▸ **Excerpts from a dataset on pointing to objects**
=======
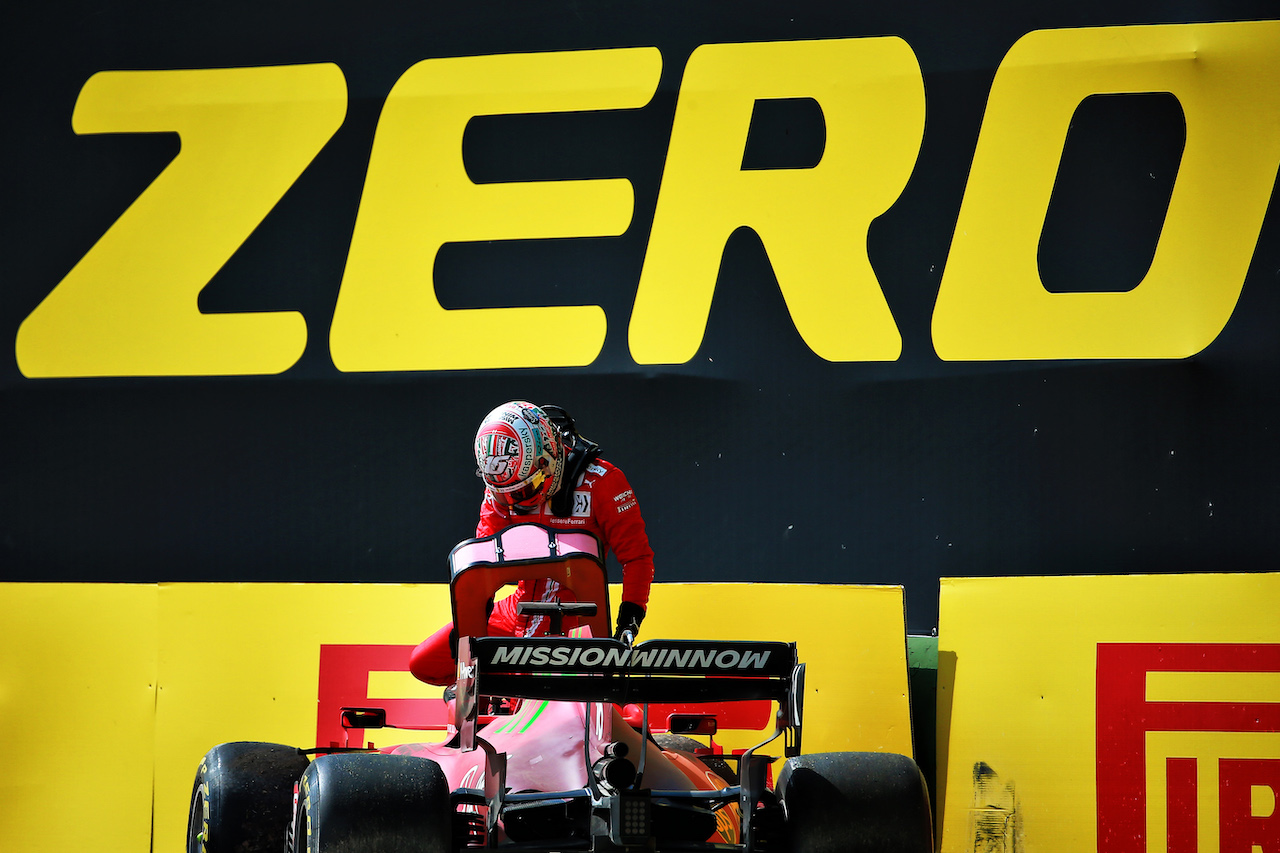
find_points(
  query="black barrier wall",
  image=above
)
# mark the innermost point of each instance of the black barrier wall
(776, 448)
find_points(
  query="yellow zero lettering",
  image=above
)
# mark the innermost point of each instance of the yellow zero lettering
(813, 222)
(129, 306)
(417, 197)
(1226, 76)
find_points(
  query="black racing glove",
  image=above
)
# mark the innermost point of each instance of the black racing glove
(630, 615)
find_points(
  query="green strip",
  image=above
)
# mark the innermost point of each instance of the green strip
(540, 708)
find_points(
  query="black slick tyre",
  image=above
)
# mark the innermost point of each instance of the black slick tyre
(374, 803)
(855, 802)
(242, 799)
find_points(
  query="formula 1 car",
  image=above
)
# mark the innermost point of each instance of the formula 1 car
(568, 742)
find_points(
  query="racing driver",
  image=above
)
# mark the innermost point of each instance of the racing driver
(563, 483)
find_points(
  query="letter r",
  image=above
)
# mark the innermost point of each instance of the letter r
(813, 222)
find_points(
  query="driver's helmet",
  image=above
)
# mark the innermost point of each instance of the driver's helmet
(520, 455)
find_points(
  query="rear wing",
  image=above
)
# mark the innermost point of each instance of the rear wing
(606, 670)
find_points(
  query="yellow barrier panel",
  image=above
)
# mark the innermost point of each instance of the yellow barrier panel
(77, 708)
(136, 683)
(1111, 714)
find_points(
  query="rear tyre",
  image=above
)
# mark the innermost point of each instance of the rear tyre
(855, 802)
(374, 803)
(242, 799)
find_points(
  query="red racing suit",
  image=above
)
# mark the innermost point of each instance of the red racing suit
(604, 505)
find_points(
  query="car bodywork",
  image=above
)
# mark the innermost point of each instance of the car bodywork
(575, 740)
=======
▸ **Short problem**
Reproduce all of the rows above word for word, omitting the pictures.

▸ **Reply to the exercise**
find_points(
  query="black barrier wall",
  image=above
)
# mark the innermost point of each instance of the black barrier wall
(776, 448)
find_points(
  query="yellow zero lettering",
  image=above
)
# mark the innermost point of each instance of the yellow zero lettering
(813, 222)
(129, 306)
(417, 197)
(1226, 76)
find_points(
  query="black racing glove",
  image=above
)
# mark the innermost point of each instance of the black racing glove
(630, 615)
find_points(
  query="green strip",
  image=above
)
# mark the innermost point of each instance of the green strip
(540, 708)
find_points(
  query="black slick tyre",
  image=above
)
# mark the innermost point of each instance of the black slick tyre
(374, 803)
(855, 802)
(242, 799)
find_points(
  query="formula 1 car",
  image=above
)
# mark the innermost point of each instance of the formula 1 car
(568, 742)
find_points(
  query="racing driver",
  image=above
)
# mark the innermost point of each instance of the racing driver
(563, 483)
find_points(
  query="letter r",
  image=above
)
# mark the innermost point of each instance of the letter r
(813, 222)
find_points(
  query="driver's helmet",
  image=above
)
# mark the innermost point of each instance of the driver's helmet
(520, 455)
find_points(
  query="rear wing",
  image=above
)
# mark the innermost point of each instance of the rear wing
(606, 670)
find_points(
  query="yellow barrier panel",
  image=above
)
# mark the innermost point of each instance of the yellow barrier panel
(77, 708)
(136, 683)
(1111, 714)
find_points(
  query="rear tyre",
  image=above
)
# mark the innermost point of each instance of the rear tyre
(855, 802)
(374, 803)
(242, 799)
find_points(
  query="red racing suit",
  image=above
)
# mark the innermost point of each instance of the red racing suit
(604, 505)
find_points(
  query="car bodywork",
  image=above
)
# mark the innermost point of each instance of the car bodywork
(575, 740)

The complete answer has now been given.